• **Entries shown**:
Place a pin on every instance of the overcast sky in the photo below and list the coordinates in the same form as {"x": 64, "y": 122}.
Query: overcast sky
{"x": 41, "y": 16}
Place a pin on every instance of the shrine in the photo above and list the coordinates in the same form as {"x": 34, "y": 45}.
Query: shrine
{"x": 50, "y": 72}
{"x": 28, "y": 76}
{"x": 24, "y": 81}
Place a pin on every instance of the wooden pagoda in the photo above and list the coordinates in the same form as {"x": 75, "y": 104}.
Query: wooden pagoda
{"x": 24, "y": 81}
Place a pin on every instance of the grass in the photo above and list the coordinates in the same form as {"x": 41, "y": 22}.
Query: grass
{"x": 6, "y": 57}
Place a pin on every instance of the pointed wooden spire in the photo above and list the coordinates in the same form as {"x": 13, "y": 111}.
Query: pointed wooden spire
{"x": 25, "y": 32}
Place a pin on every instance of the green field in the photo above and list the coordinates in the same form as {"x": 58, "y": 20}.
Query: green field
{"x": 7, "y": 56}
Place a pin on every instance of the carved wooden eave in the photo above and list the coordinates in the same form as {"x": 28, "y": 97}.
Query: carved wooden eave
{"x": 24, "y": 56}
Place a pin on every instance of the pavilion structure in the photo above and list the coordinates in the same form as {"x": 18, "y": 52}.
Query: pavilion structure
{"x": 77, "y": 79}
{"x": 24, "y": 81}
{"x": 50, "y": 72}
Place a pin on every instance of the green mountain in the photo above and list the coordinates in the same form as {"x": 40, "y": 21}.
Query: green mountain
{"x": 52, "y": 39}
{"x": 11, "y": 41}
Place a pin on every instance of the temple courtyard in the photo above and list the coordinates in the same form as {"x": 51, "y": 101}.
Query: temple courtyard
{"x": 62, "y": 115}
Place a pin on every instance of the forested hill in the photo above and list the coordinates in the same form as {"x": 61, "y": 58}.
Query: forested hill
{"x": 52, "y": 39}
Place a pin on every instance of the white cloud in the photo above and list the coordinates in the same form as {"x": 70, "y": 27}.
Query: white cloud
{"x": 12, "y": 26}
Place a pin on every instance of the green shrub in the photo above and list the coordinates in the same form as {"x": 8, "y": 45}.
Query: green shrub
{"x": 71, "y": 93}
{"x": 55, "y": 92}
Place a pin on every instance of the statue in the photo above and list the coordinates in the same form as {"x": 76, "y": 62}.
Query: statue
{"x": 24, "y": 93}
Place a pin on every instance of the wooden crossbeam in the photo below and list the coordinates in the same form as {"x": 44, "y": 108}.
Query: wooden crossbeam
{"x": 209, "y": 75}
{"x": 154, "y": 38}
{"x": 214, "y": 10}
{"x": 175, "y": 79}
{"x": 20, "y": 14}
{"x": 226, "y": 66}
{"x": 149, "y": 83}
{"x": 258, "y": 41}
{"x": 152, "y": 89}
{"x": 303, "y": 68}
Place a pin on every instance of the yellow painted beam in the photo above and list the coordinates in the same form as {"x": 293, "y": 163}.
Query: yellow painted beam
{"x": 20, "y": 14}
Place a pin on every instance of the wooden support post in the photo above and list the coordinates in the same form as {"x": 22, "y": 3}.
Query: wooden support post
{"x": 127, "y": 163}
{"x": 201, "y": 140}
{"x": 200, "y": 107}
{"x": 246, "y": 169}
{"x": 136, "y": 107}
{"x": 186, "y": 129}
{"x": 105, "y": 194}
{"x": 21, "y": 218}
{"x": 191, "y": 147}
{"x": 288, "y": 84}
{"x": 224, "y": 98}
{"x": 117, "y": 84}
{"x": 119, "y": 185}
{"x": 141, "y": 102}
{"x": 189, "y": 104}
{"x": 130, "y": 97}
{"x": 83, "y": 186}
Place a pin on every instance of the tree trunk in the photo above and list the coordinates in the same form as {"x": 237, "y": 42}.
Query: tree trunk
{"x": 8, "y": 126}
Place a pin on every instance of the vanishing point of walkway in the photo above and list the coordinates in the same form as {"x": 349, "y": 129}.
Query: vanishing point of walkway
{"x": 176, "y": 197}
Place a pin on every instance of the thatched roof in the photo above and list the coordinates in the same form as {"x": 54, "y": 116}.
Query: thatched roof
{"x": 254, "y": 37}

• **What you will do**: Above are some records; extract every one of them exactly.

• **Full output**:
Place a pin on every instance of the overcast sky in the photo below and list the coordinates in the same form as {"x": 64, "y": 122}.
Query: overcast sky
{"x": 41, "y": 16}
Place a pin on every instance of the shrine in the photo above and list the coordinates in the same form as {"x": 34, "y": 45}.
Query: shrine
{"x": 50, "y": 72}
{"x": 28, "y": 76}
{"x": 24, "y": 81}
Place a pin on every instance of the wooden pagoda in the photo above and list the coordinates in the same form as {"x": 75, "y": 104}.
Query: wooden pagoda
{"x": 24, "y": 81}
Place a pin on every instance of the grass in the photo above and list the coordinates in the same form as {"x": 41, "y": 22}.
Query: grass
{"x": 6, "y": 57}
Place a pin on every instance of the pointed wooden spire in the photo above and list the coordinates in the same form as {"x": 13, "y": 111}.
Query: pointed wooden spire
{"x": 25, "y": 32}
Place a pin on every instance of the green field in the photo above and list the coordinates in the same form as {"x": 58, "y": 20}.
Query: green field
{"x": 7, "y": 56}
Place a pin on every instance of the carved wooden eave in the photo above and list the coordinates in the same form as {"x": 28, "y": 97}.
Query: carved wooden eave
{"x": 24, "y": 56}
Place a pin on every instance of the pavilion structure in the photo above and list the coordinates in the same form as {"x": 18, "y": 52}.
Query: pavilion structure
{"x": 77, "y": 79}
{"x": 24, "y": 81}
{"x": 50, "y": 72}
Place a pin on every instance of the green mountain in the photo above and list the coordinates in the same form as {"x": 40, "y": 21}.
Query: green mountain
{"x": 52, "y": 39}
{"x": 11, "y": 41}
Place a pin on every instance of the temple courtyard in the photo above and list the coordinates in the same form as {"x": 51, "y": 101}.
Query: temple courtyard
{"x": 62, "y": 115}
Place a pin on every instance of the forested hill in the photo above and list the coordinates in the same form as {"x": 61, "y": 58}.
Query: forested hill
{"x": 52, "y": 39}
Place a pin on every instance of the white cloud in the photo above and list the coordinates in the same form as {"x": 70, "y": 27}.
Query: white cloud
{"x": 12, "y": 26}
Place a pin on every instance of the green shrub in the photo above and list the coordinates in the same form as {"x": 8, "y": 45}.
Query: green shrub
{"x": 71, "y": 93}
{"x": 55, "y": 92}
Place a pin on every instance of the statue in the photo above and list the coordinates in the same form as {"x": 76, "y": 62}.
Query: statue
{"x": 24, "y": 93}
Place a pin on every instance of the wooden crossbeam in the photo below and list the coordinates in the same form as {"x": 44, "y": 108}.
Query: wooden crossbeam
{"x": 209, "y": 75}
{"x": 154, "y": 38}
{"x": 214, "y": 10}
{"x": 175, "y": 79}
{"x": 20, "y": 14}
{"x": 226, "y": 66}
{"x": 149, "y": 83}
{"x": 258, "y": 41}
{"x": 152, "y": 89}
{"x": 303, "y": 68}
Place a pin on every instance of the yellow painted beam in the photo above and list the coordinates in the same form as {"x": 293, "y": 163}.
Query: yellow painted beam
{"x": 20, "y": 14}
Place a pin on every instance of the wooden support post in the photo above and list the coordinates in the same form as {"x": 22, "y": 3}.
Query: wooden support post
{"x": 127, "y": 163}
{"x": 201, "y": 140}
{"x": 200, "y": 107}
{"x": 246, "y": 169}
{"x": 136, "y": 107}
{"x": 186, "y": 129}
{"x": 105, "y": 194}
{"x": 21, "y": 218}
{"x": 191, "y": 147}
{"x": 288, "y": 84}
{"x": 224, "y": 98}
{"x": 117, "y": 84}
{"x": 119, "y": 185}
{"x": 141, "y": 102}
{"x": 189, "y": 104}
{"x": 130, "y": 97}
{"x": 83, "y": 186}
Place a pin on every instance of the tree trunk in the photo above and list the coordinates in the same form as {"x": 237, "y": 42}.
Query: tree trunk
{"x": 8, "y": 126}
Place a pin on every instance of the vanishing point of walkway in the photo above and list the coordinates in the same form as {"x": 349, "y": 129}.
Query: vanishing point of walkway
{"x": 176, "y": 197}
Place a pin on every instance of the thatched roof in the photo above and list the coordinates in the same form as {"x": 54, "y": 116}.
Query: thatched roof
{"x": 254, "y": 37}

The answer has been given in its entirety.